Restate word for word the span of lines that opens with the line containing "ROI: dark overhang at top right" and closes with the last line of the material. Include both ends and nothing more.
──────────
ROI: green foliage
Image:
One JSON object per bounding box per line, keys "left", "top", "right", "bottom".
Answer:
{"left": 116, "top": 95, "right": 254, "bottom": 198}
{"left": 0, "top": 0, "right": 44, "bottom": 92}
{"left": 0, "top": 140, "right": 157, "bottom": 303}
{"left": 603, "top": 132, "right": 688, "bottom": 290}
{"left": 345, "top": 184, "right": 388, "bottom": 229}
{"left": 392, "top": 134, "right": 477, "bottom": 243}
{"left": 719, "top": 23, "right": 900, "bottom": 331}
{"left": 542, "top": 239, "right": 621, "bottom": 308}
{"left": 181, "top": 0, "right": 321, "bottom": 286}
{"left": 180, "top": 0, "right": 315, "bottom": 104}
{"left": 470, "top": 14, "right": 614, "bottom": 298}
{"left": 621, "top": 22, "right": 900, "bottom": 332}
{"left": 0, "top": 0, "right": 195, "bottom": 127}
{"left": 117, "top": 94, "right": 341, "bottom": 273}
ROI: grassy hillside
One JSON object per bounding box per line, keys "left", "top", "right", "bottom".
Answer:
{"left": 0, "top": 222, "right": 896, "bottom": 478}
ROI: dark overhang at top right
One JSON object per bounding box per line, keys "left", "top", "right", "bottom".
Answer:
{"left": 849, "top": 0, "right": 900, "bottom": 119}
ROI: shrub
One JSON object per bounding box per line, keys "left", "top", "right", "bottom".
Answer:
──────────
**ANSWER SPACE:**
ROI: dark overhang at top right
One JSON object per bounding box per line, keys "left", "top", "right", "bottom".
Answer:
{"left": 849, "top": 0, "right": 900, "bottom": 119}
ROI: shrub
One JSON object per bounding box per line, keys "left", "top", "right", "bottom".
Answer:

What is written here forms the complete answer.